[Written instruction] Pick out each line in the listing below that contains the word "carved" with the same capitalization, and copy those lines unchanged.

[Available data]
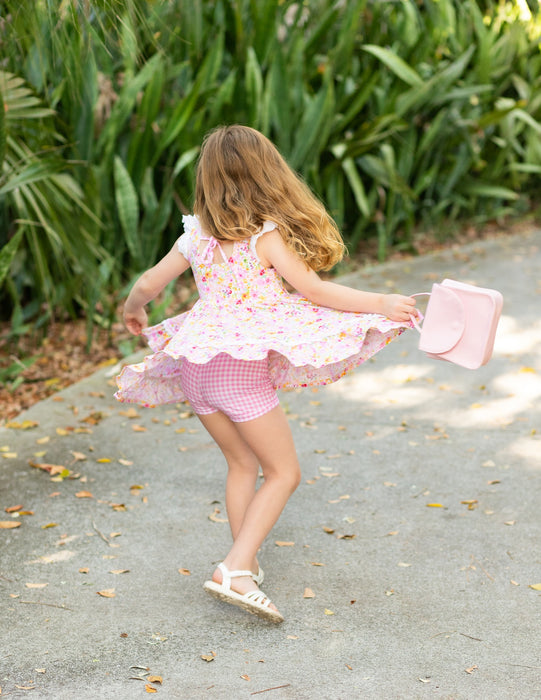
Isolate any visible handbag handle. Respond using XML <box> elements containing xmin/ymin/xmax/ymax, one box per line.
<box><xmin>410</xmin><ymin>292</ymin><xmax>430</xmax><ymax>333</ymax></box>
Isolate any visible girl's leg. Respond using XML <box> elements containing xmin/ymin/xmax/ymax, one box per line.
<box><xmin>198</xmin><ymin>412</ymin><xmax>259</xmax><ymax>573</ymax></box>
<box><xmin>201</xmin><ymin>406</ymin><xmax>300</xmax><ymax>604</ymax></box>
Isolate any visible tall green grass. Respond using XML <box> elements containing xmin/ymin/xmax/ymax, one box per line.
<box><xmin>0</xmin><ymin>0</ymin><xmax>541</xmax><ymax>334</ymax></box>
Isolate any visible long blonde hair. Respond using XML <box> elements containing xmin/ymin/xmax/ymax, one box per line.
<box><xmin>194</xmin><ymin>125</ymin><xmax>345</xmax><ymax>271</ymax></box>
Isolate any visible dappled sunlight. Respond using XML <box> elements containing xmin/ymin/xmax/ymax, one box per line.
<box><xmin>328</xmin><ymin>364</ymin><xmax>433</xmax><ymax>408</ymax></box>
<box><xmin>508</xmin><ymin>436</ymin><xmax>541</xmax><ymax>471</ymax></box>
<box><xmin>494</xmin><ymin>316</ymin><xmax>541</xmax><ymax>357</ymax></box>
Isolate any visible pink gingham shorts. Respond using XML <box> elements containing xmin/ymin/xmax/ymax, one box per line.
<box><xmin>180</xmin><ymin>352</ymin><xmax>279</xmax><ymax>423</ymax></box>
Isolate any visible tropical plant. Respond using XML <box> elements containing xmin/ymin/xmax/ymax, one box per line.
<box><xmin>0</xmin><ymin>0</ymin><xmax>541</xmax><ymax>336</ymax></box>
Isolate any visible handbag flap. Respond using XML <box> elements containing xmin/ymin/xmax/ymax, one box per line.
<box><xmin>419</xmin><ymin>284</ymin><xmax>466</xmax><ymax>354</ymax></box>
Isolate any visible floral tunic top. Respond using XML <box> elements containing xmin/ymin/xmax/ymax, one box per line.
<box><xmin>116</xmin><ymin>216</ymin><xmax>410</xmax><ymax>406</ymax></box>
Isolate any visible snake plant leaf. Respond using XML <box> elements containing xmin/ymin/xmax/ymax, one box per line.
<box><xmin>0</xmin><ymin>227</ymin><xmax>23</xmax><ymax>285</ymax></box>
<box><xmin>113</xmin><ymin>156</ymin><xmax>142</xmax><ymax>262</ymax></box>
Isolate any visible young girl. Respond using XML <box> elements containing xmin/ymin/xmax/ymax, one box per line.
<box><xmin>116</xmin><ymin>126</ymin><xmax>416</xmax><ymax>622</ymax></box>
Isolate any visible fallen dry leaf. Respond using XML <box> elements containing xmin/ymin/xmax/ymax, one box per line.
<box><xmin>28</xmin><ymin>459</ymin><xmax>66</xmax><ymax>476</ymax></box>
<box><xmin>209</xmin><ymin>508</ymin><xmax>228</xmax><ymax>523</ymax></box>
<box><xmin>4</xmin><ymin>505</ymin><xmax>23</xmax><ymax>513</ymax></box>
<box><xmin>118</xmin><ymin>407</ymin><xmax>141</xmax><ymax>418</ymax></box>
<box><xmin>5</xmin><ymin>420</ymin><xmax>39</xmax><ymax>430</ymax></box>
<box><xmin>96</xmin><ymin>588</ymin><xmax>116</xmax><ymax>598</ymax></box>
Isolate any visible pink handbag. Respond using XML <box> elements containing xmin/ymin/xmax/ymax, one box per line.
<box><xmin>412</xmin><ymin>279</ymin><xmax>503</xmax><ymax>369</ymax></box>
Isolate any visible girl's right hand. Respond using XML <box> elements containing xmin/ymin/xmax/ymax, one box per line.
<box><xmin>124</xmin><ymin>308</ymin><xmax>148</xmax><ymax>335</ymax></box>
<box><xmin>382</xmin><ymin>294</ymin><xmax>419</xmax><ymax>321</ymax></box>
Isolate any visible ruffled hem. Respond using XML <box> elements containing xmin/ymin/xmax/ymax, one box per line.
<box><xmin>115</xmin><ymin>314</ymin><xmax>412</xmax><ymax>406</ymax></box>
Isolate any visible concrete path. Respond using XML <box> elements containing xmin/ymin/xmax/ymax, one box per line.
<box><xmin>0</xmin><ymin>227</ymin><xmax>541</xmax><ymax>700</ymax></box>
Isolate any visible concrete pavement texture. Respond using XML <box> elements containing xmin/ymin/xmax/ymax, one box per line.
<box><xmin>0</xmin><ymin>231</ymin><xmax>541</xmax><ymax>700</ymax></box>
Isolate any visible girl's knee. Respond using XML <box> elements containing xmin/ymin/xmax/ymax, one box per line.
<box><xmin>263</xmin><ymin>466</ymin><xmax>301</xmax><ymax>495</ymax></box>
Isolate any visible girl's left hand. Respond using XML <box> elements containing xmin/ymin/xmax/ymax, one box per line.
<box><xmin>124</xmin><ymin>309</ymin><xmax>148</xmax><ymax>335</ymax></box>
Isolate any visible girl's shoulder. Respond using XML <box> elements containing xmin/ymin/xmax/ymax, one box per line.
<box><xmin>177</xmin><ymin>214</ymin><xmax>201</xmax><ymax>261</ymax></box>
<box><xmin>250</xmin><ymin>221</ymin><xmax>278</xmax><ymax>262</ymax></box>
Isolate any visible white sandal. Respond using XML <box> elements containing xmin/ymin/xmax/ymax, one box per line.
<box><xmin>203</xmin><ymin>562</ymin><xmax>284</xmax><ymax>622</ymax></box>
<box><xmin>251</xmin><ymin>565</ymin><xmax>265</xmax><ymax>587</ymax></box>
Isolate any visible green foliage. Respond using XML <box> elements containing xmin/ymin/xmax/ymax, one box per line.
<box><xmin>0</xmin><ymin>0</ymin><xmax>541</xmax><ymax>329</ymax></box>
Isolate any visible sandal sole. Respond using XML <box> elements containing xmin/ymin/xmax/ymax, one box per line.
<box><xmin>203</xmin><ymin>581</ymin><xmax>284</xmax><ymax>624</ymax></box>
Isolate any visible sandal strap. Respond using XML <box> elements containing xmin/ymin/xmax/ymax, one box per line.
<box><xmin>244</xmin><ymin>591</ymin><xmax>271</xmax><ymax>608</ymax></box>
<box><xmin>218</xmin><ymin>561</ymin><xmax>252</xmax><ymax>590</ymax></box>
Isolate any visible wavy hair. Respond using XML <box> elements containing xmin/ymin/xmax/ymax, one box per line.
<box><xmin>194</xmin><ymin>125</ymin><xmax>346</xmax><ymax>271</ymax></box>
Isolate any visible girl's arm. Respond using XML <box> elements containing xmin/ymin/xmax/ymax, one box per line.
<box><xmin>124</xmin><ymin>243</ymin><xmax>190</xmax><ymax>335</ymax></box>
<box><xmin>257</xmin><ymin>229</ymin><xmax>417</xmax><ymax>321</ymax></box>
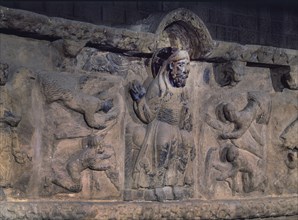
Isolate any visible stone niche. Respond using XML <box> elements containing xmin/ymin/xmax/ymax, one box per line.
<box><xmin>0</xmin><ymin>7</ymin><xmax>298</xmax><ymax>219</ymax></box>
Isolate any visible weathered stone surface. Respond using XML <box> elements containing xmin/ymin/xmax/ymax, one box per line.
<box><xmin>0</xmin><ymin>4</ymin><xmax>298</xmax><ymax>219</ymax></box>
<box><xmin>0</xmin><ymin>197</ymin><xmax>298</xmax><ymax>219</ymax></box>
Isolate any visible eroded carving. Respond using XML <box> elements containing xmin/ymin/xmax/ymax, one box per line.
<box><xmin>52</xmin><ymin>135</ymin><xmax>119</xmax><ymax>192</ymax></box>
<box><xmin>126</xmin><ymin>48</ymin><xmax>195</xmax><ymax>201</ymax></box>
<box><xmin>214</xmin><ymin>61</ymin><xmax>246</xmax><ymax>86</ymax></box>
<box><xmin>205</xmin><ymin>92</ymin><xmax>271</xmax><ymax>195</ymax></box>
<box><xmin>39</xmin><ymin>73</ymin><xmax>116</xmax><ymax>129</ymax></box>
<box><xmin>0</xmin><ymin>64</ymin><xmax>30</xmax><ymax>200</ymax></box>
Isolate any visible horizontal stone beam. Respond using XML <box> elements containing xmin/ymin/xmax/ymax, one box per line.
<box><xmin>0</xmin><ymin>6</ymin><xmax>298</xmax><ymax>66</ymax></box>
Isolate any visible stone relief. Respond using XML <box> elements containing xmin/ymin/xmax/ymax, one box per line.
<box><xmin>205</xmin><ymin>92</ymin><xmax>271</xmax><ymax>195</ymax></box>
<box><xmin>130</xmin><ymin>48</ymin><xmax>195</xmax><ymax>201</ymax></box>
<box><xmin>0</xmin><ymin>7</ymin><xmax>298</xmax><ymax>218</ymax></box>
<box><xmin>0</xmin><ymin>63</ymin><xmax>31</xmax><ymax>200</ymax></box>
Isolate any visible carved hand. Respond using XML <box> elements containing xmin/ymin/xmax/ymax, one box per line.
<box><xmin>101</xmin><ymin>99</ymin><xmax>114</xmax><ymax>113</ymax></box>
<box><xmin>0</xmin><ymin>111</ymin><xmax>21</xmax><ymax>127</ymax></box>
<box><xmin>129</xmin><ymin>80</ymin><xmax>146</xmax><ymax>101</ymax></box>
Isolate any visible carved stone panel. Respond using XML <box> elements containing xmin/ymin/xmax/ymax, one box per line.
<box><xmin>0</xmin><ymin>7</ymin><xmax>298</xmax><ymax>219</ymax></box>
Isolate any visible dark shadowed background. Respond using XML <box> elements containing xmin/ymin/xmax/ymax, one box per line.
<box><xmin>0</xmin><ymin>0</ymin><xmax>298</xmax><ymax>49</ymax></box>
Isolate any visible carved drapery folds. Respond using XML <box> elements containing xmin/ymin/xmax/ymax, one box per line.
<box><xmin>0</xmin><ymin>4</ymin><xmax>298</xmax><ymax>218</ymax></box>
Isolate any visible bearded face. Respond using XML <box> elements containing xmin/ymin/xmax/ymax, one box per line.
<box><xmin>169</xmin><ymin>59</ymin><xmax>189</xmax><ymax>88</ymax></box>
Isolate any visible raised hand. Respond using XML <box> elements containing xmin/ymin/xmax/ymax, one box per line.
<box><xmin>129</xmin><ymin>80</ymin><xmax>146</xmax><ymax>101</ymax></box>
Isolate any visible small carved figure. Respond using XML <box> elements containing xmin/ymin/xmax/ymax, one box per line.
<box><xmin>280</xmin><ymin>118</ymin><xmax>298</xmax><ymax>169</ymax></box>
<box><xmin>39</xmin><ymin>73</ymin><xmax>116</xmax><ymax>129</ymax></box>
<box><xmin>0</xmin><ymin>64</ymin><xmax>28</xmax><ymax>200</ymax></box>
<box><xmin>218</xmin><ymin>92</ymin><xmax>271</xmax><ymax>139</ymax></box>
<box><xmin>130</xmin><ymin>48</ymin><xmax>195</xmax><ymax>201</ymax></box>
<box><xmin>0</xmin><ymin>63</ymin><xmax>8</xmax><ymax>86</ymax></box>
<box><xmin>214</xmin><ymin>61</ymin><xmax>246</xmax><ymax>86</ymax></box>
<box><xmin>52</xmin><ymin>135</ymin><xmax>119</xmax><ymax>192</ymax></box>
<box><xmin>215</xmin><ymin>144</ymin><xmax>267</xmax><ymax>194</ymax></box>
<box><xmin>205</xmin><ymin>92</ymin><xmax>271</xmax><ymax>195</ymax></box>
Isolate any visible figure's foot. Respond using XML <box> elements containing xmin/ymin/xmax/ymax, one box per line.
<box><xmin>154</xmin><ymin>188</ymin><xmax>166</xmax><ymax>202</ymax></box>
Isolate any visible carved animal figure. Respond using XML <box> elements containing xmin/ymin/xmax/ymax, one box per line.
<box><xmin>217</xmin><ymin>144</ymin><xmax>267</xmax><ymax>193</ymax></box>
<box><xmin>38</xmin><ymin>73</ymin><xmax>116</xmax><ymax>129</ymax></box>
<box><xmin>52</xmin><ymin>136</ymin><xmax>119</xmax><ymax>192</ymax></box>
<box><xmin>218</xmin><ymin>92</ymin><xmax>271</xmax><ymax>139</ymax></box>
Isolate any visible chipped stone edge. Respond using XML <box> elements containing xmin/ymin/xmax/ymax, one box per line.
<box><xmin>0</xmin><ymin>196</ymin><xmax>298</xmax><ymax>219</ymax></box>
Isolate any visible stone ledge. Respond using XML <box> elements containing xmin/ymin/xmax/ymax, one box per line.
<box><xmin>0</xmin><ymin>196</ymin><xmax>298</xmax><ymax>219</ymax></box>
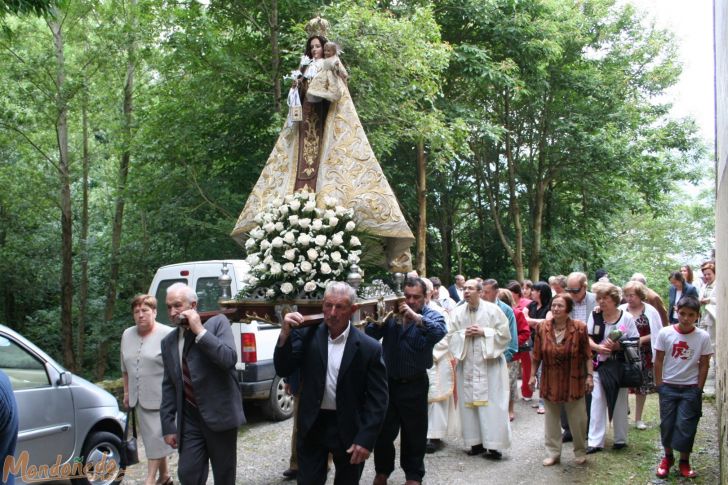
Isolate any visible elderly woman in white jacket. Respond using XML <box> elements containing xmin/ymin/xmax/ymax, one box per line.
<box><xmin>619</xmin><ymin>281</ymin><xmax>662</xmax><ymax>429</ymax></box>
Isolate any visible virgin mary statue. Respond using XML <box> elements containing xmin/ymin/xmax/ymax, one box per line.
<box><xmin>232</xmin><ymin>17</ymin><xmax>414</xmax><ymax>271</ymax></box>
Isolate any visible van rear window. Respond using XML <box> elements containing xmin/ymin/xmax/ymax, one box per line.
<box><xmin>154</xmin><ymin>278</ymin><xmax>188</xmax><ymax>325</ymax></box>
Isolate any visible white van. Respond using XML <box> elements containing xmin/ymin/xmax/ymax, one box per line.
<box><xmin>149</xmin><ymin>259</ymin><xmax>293</xmax><ymax>421</ymax></box>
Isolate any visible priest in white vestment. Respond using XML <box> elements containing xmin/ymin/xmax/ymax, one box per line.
<box><xmin>448</xmin><ymin>280</ymin><xmax>511</xmax><ymax>459</ymax></box>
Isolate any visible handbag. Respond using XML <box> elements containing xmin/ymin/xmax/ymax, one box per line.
<box><xmin>619</xmin><ymin>340</ymin><xmax>644</xmax><ymax>387</ymax></box>
<box><xmin>121</xmin><ymin>408</ymin><xmax>139</xmax><ymax>468</ymax></box>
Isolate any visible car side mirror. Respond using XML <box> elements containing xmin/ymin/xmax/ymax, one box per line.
<box><xmin>57</xmin><ymin>372</ymin><xmax>71</xmax><ymax>386</ymax></box>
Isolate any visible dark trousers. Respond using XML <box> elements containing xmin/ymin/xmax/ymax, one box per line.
<box><xmin>657</xmin><ymin>384</ymin><xmax>703</xmax><ymax>453</ymax></box>
<box><xmin>297</xmin><ymin>409</ymin><xmax>364</xmax><ymax>485</ymax></box>
<box><xmin>374</xmin><ymin>372</ymin><xmax>429</xmax><ymax>482</ymax></box>
<box><xmin>561</xmin><ymin>392</ymin><xmax>591</xmax><ymax>439</ymax></box>
<box><xmin>0</xmin><ymin>371</ymin><xmax>18</xmax><ymax>485</ymax></box>
<box><xmin>177</xmin><ymin>403</ymin><xmax>238</xmax><ymax>485</ymax></box>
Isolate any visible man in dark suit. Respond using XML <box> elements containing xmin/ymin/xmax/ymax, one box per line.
<box><xmin>159</xmin><ymin>283</ymin><xmax>245</xmax><ymax>485</ymax></box>
<box><xmin>447</xmin><ymin>274</ymin><xmax>465</xmax><ymax>303</ymax></box>
<box><xmin>273</xmin><ymin>282</ymin><xmax>388</xmax><ymax>485</ymax></box>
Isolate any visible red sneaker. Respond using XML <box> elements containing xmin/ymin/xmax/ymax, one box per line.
<box><xmin>679</xmin><ymin>460</ymin><xmax>698</xmax><ymax>478</ymax></box>
<box><xmin>656</xmin><ymin>456</ymin><xmax>675</xmax><ymax>478</ymax></box>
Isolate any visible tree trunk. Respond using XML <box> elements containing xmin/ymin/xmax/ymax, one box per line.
<box><xmin>76</xmin><ymin>85</ymin><xmax>89</xmax><ymax>368</ymax></box>
<box><xmin>268</xmin><ymin>0</ymin><xmax>281</xmax><ymax>113</ymax></box>
<box><xmin>48</xmin><ymin>14</ymin><xmax>76</xmax><ymax>371</ymax></box>
<box><xmin>417</xmin><ymin>140</ymin><xmax>427</xmax><ymax>276</ymax></box>
<box><xmin>503</xmin><ymin>90</ymin><xmax>524</xmax><ymax>281</ymax></box>
<box><xmin>96</xmin><ymin>0</ymin><xmax>136</xmax><ymax>380</ymax></box>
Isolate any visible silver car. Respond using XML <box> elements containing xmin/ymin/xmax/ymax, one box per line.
<box><xmin>0</xmin><ymin>325</ymin><xmax>125</xmax><ymax>485</ymax></box>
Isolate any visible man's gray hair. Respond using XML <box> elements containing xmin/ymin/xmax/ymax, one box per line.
<box><xmin>630</xmin><ymin>273</ymin><xmax>647</xmax><ymax>285</ymax></box>
<box><xmin>324</xmin><ymin>281</ymin><xmax>356</xmax><ymax>305</ymax></box>
<box><xmin>167</xmin><ymin>282</ymin><xmax>197</xmax><ymax>303</ymax></box>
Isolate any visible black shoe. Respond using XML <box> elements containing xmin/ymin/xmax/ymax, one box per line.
<box><xmin>466</xmin><ymin>445</ymin><xmax>485</xmax><ymax>456</ymax></box>
<box><xmin>283</xmin><ymin>468</ymin><xmax>298</xmax><ymax>480</ymax></box>
<box><xmin>485</xmin><ymin>450</ymin><xmax>503</xmax><ymax>460</ymax></box>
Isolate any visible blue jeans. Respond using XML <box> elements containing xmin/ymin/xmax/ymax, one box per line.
<box><xmin>657</xmin><ymin>383</ymin><xmax>703</xmax><ymax>453</ymax></box>
<box><xmin>0</xmin><ymin>371</ymin><xmax>18</xmax><ymax>485</ymax></box>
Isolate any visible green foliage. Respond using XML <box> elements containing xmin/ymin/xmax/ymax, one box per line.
<box><xmin>0</xmin><ymin>0</ymin><xmax>713</xmax><ymax>374</ymax></box>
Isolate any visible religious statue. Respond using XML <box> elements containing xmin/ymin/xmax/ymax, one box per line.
<box><xmin>232</xmin><ymin>17</ymin><xmax>414</xmax><ymax>272</ymax></box>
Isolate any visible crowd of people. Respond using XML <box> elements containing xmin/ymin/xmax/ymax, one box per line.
<box><xmin>106</xmin><ymin>261</ymin><xmax>716</xmax><ymax>485</ymax></box>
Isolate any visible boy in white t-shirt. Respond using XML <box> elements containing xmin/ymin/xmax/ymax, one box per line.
<box><xmin>654</xmin><ymin>296</ymin><xmax>713</xmax><ymax>478</ymax></box>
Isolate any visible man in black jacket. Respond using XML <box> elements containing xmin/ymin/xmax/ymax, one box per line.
<box><xmin>273</xmin><ymin>282</ymin><xmax>388</xmax><ymax>485</ymax></box>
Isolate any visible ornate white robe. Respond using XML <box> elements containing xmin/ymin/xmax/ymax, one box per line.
<box><xmin>448</xmin><ymin>300</ymin><xmax>511</xmax><ymax>450</ymax></box>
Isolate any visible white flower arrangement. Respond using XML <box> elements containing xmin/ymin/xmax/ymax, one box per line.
<box><xmin>243</xmin><ymin>192</ymin><xmax>361</xmax><ymax>299</ymax></box>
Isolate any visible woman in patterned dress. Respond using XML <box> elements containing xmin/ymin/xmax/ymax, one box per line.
<box><xmin>619</xmin><ymin>281</ymin><xmax>662</xmax><ymax>429</ymax></box>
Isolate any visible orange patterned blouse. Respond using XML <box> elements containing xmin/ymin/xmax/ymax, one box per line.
<box><xmin>533</xmin><ymin>318</ymin><xmax>592</xmax><ymax>402</ymax></box>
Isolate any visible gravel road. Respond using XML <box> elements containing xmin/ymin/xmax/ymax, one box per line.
<box><xmin>124</xmin><ymin>390</ymin><xmax>589</xmax><ymax>485</ymax></box>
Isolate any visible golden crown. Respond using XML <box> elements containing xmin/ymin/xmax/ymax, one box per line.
<box><xmin>306</xmin><ymin>15</ymin><xmax>329</xmax><ymax>38</ymax></box>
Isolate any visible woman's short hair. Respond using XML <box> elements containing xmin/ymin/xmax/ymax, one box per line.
<box><xmin>667</xmin><ymin>271</ymin><xmax>685</xmax><ymax>284</ymax></box>
<box><xmin>506</xmin><ymin>280</ymin><xmax>523</xmax><ymax>296</ymax></box>
<box><xmin>622</xmin><ymin>281</ymin><xmax>647</xmax><ymax>301</ymax></box>
<box><xmin>498</xmin><ymin>288</ymin><xmax>513</xmax><ymax>306</ymax></box>
<box><xmin>551</xmin><ymin>293</ymin><xmax>574</xmax><ymax>313</ymax></box>
<box><xmin>533</xmin><ymin>281</ymin><xmax>551</xmax><ymax>307</ymax></box>
<box><xmin>131</xmin><ymin>294</ymin><xmax>157</xmax><ymax>312</ymax></box>
<box><xmin>592</xmin><ymin>281</ymin><xmax>622</xmax><ymax>305</ymax></box>
<box><xmin>700</xmin><ymin>261</ymin><xmax>715</xmax><ymax>273</ymax></box>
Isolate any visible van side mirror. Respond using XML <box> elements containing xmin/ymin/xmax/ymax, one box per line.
<box><xmin>56</xmin><ymin>372</ymin><xmax>72</xmax><ymax>386</ymax></box>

[Response to this task]
Isolate any visible carved hand. Respond using XML <box> elements containing xmin/ymin/xmax/ymax, one box per line.
Isolate any visible carved stone panel. Respond using XML <box> elements containing xmin/ymin/xmax/ymax, one box per line.
Isolate any visible carved drapery folds. Respond using XML <box> elements containing xmin/ymin/xmax/ymax, one box per line.
Isolate any visible small carved figure. Respond using XML <box> elements containing xmin/ymin/xmax/ymax, one box per line.
Isolate any visible carved animal figure. Respond using XML <box> elements containing xmin/ymin/xmax/ymax, one box per line.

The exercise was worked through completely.